> **EXERCISE TASK**:
Rewrite the lines below as a JSON list of strings, one string per line, skipping any blank lines and leaving out the pictures.

> **EXERCISE INPUTS**:
+-------+
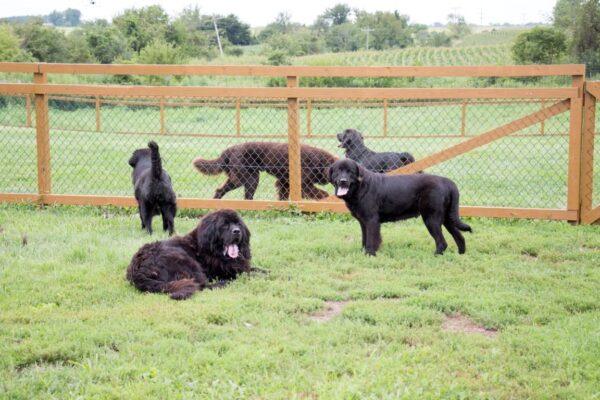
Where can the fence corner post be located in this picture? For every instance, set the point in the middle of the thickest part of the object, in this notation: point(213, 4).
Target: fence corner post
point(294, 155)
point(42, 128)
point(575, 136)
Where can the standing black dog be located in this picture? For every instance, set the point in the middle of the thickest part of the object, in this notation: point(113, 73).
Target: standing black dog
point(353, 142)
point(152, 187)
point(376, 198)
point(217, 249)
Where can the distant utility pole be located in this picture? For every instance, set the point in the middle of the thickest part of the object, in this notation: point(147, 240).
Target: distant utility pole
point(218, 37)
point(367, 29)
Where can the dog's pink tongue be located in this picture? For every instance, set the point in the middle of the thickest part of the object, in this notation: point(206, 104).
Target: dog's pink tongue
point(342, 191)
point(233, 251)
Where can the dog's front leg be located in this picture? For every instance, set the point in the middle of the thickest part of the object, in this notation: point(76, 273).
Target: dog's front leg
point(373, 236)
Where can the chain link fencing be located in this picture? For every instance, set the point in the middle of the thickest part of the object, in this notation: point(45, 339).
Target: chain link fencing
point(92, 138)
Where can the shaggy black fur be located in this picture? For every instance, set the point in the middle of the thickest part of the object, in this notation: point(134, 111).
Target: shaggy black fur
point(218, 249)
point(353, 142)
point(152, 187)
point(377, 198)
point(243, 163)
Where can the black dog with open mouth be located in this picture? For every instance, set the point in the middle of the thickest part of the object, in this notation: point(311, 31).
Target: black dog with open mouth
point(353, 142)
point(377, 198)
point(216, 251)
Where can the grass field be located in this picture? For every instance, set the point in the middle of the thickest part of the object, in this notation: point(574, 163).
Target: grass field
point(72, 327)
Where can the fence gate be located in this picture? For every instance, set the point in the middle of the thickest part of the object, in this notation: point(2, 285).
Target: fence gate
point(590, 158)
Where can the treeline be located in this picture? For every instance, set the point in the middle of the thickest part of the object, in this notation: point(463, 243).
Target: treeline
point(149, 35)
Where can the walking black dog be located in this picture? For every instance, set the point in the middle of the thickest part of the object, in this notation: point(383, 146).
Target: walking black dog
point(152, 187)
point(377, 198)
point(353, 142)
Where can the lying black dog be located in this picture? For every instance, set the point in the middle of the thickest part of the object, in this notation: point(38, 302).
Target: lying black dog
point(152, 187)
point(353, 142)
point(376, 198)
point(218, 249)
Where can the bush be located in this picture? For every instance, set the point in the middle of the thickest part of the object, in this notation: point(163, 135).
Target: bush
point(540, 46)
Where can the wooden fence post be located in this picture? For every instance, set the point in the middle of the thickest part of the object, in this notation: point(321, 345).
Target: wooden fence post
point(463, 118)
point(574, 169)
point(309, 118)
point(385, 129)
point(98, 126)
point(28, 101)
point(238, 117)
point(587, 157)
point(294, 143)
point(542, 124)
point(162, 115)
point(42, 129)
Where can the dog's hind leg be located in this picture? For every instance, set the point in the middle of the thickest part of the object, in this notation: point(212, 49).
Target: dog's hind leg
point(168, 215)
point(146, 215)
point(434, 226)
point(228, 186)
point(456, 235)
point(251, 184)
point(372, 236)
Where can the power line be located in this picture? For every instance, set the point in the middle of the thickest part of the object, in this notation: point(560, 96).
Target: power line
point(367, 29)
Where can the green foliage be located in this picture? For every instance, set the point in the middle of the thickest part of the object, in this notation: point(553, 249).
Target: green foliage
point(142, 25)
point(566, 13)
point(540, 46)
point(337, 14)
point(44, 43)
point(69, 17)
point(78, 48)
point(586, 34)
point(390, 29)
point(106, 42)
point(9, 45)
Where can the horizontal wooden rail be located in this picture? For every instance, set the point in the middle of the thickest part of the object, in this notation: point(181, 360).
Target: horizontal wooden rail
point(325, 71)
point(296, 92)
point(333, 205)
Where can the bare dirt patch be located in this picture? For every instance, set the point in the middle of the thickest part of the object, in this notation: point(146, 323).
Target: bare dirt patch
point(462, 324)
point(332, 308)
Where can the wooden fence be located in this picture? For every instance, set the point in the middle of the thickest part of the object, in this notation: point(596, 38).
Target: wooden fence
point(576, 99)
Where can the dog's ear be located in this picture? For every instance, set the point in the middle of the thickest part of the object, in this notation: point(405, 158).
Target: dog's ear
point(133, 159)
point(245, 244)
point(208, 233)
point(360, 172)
+-------+
> **RESULT**:
[
  "Where can the fence corner post be located in this picture? For every instance, set the point in the middle of the thickest part of the object, in this notation: point(213, 4).",
  "Target: fence corner post",
  "point(294, 155)",
  "point(42, 128)",
  "point(575, 136)",
  "Where can the standing black dog be located in this picture? For every instance, set the point in the middle of the thickest part of the object, in this notation: point(113, 73).",
  "Target: standing black dog",
  "point(353, 142)",
  "point(152, 187)",
  "point(376, 198)",
  "point(217, 249)",
  "Where can the distant utility pole be located in this picture? For every instance, set the point in the middle of the thickest part of the object, in this notation: point(147, 240).",
  "Target: distant utility pole",
  "point(218, 37)",
  "point(367, 29)",
  "Where can the dog's pink tongue be located in this picture? For every instance, set the point in the middle of the thickest part of the object, in this notation: point(206, 104).",
  "Target: dog's pink tongue",
  "point(342, 191)",
  "point(233, 251)",
  "Where can the dog's front leg be located in this picture? For every instance, set the point in the middle of the thickest part of the object, in this notation: point(76, 273).",
  "Target: dog's front leg",
  "point(373, 236)",
  "Where can the chain link fencing be located in this picture? For every instance, set the point in the middle of the thickest part of the object, in this notation: point(45, 339).",
  "Target: chain link fencing",
  "point(92, 138)",
  "Where can the shaggy black fur be located in this picture? For every instance, set the point in the middle of the thickest part of the object, in this notation: point(134, 111).",
  "Target: shaggy black fur",
  "point(218, 249)",
  "point(353, 142)",
  "point(152, 187)",
  "point(377, 198)",
  "point(243, 163)",
  "Where can the black dog with open mouth be located in this picture? For every instance, set the point in the middle of the thickest part of the object, in this notation: point(311, 31).",
  "Target: black dog with open mouth",
  "point(353, 142)",
  "point(377, 198)",
  "point(216, 251)",
  "Where can the grass field be located in this picture? For every instance, set the point in the middle of the thickest part of the object, in this notation: point(574, 163).",
  "Target: grass field",
  "point(72, 327)",
  "Where can the fence gate be located in this picture? For every instance, set the point in the middle of the thickest part of the object, in this notation: point(2, 285).",
  "Target: fence gate",
  "point(590, 158)",
  "Where can the treeline be located in this picture? For every instance, set the point in the middle of the thickest part of the object, in this notation: point(463, 243).",
  "Target: treeline",
  "point(149, 35)",
  "Where can the walking black dog be located in this picture? For every instance, set the point in the middle of the thickest part of the object, in this notation: point(383, 146).",
  "Target: walking black dog",
  "point(152, 187)",
  "point(377, 198)",
  "point(353, 142)",
  "Where can the lying black dog be located in this picture? For every instance, set the point in the middle of the thickest part of the object, in this notation: point(38, 302).",
  "Target: lying black dog",
  "point(152, 187)",
  "point(353, 142)",
  "point(376, 198)",
  "point(218, 249)",
  "Where can the bush be located in this picture? For every instance, set the point in the middle of the thickest part of the object, in this notation: point(163, 135).",
  "Target: bush",
  "point(540, 46)",
  "Where can the wooden fence post be located in this picture? For every instance, set the point in the middle of the thickest part of the object, in this notation: point(321, 345).",
  "Target: wooden fence post",
  "point(463, 118)",
  "point(574, 169)",
  "point(309, 118)",
  "point(385, 129)",
  "point(98, 126)",
  "point(28, 101)",
  "point(238, 117)",
  "point(587, 157)",
  "point(294, 143)",
  "point(542, 124)",
  "point(162, 115)",
  "point(42, 129)",
  "Where can the dog's hind leg be located in this picture? For every instance, set the point in the middle of the thickest part of the object, in this notation: point(212, 49).",
  "Target: dog's hind leg",
  "point(168, 215)",
  "point(146, 215)",
  "point(434, 226)",
  "point(228, 186)",
  "point(456, 235)",
  "point(251, 184)",
  "point(372, 236)",
  "Where can the power line be located in this picture? For every instance, set the point in the middle of the thickest part of the object, in this notation: point(560, 96).",
  "Target: power line",
  "point(367, 29)",
  "Where can the green foliage be located in this picture? For every instance, set the point in the middle of the thickest part of the object, in this notation: point(553, 249).",
  "Target: green foliage",
  "point(142, 25)",
  "point(566, 13)",
  "point(540, 46)",
  "point(337, 14)",
  "point(44, 43)",
  "point(69, 17)",
  "point(78, 48)",
  "point(586, 34)",
  "point(390, 29)",
  "point(106, 42)",
  "point(9, 45)",
  "Where can the horizontal wooden rail be located in this picture? For every instance, set the point in the middle of the thickest part of the object, in this notation: point(181, 360).",
  "Target: horizontal wooden rail",
  "point(325, 71)",
  "point(296, 92)",
  "point(333, 205)",
  "Where can the bare dirt patch be located in this picture? For every instance, set the point in the middle of the thickest part of the object, in this notation: point(146, 323).",
  "Target: bare dirt patch",
  "point(462, 324)",
  "point(332, 308)",
  "Where can the wooden fence be located in this picture? For every instance, set the point in the middle of the thickest part of the object, in this notation: point(596, 38).",
  "Target: wooden fence",
  "point(576, 99)",
  "Where can the dog's ear be located in this picture? For every instance, set the point in the middle of the thickest part of the object, in this notation: point(405, 158).",
  "Target: dog's ear",
  "point(133, 159)",
  "point(245, 244)",
  "point(208, 233)",
  "point(360, 172)"
]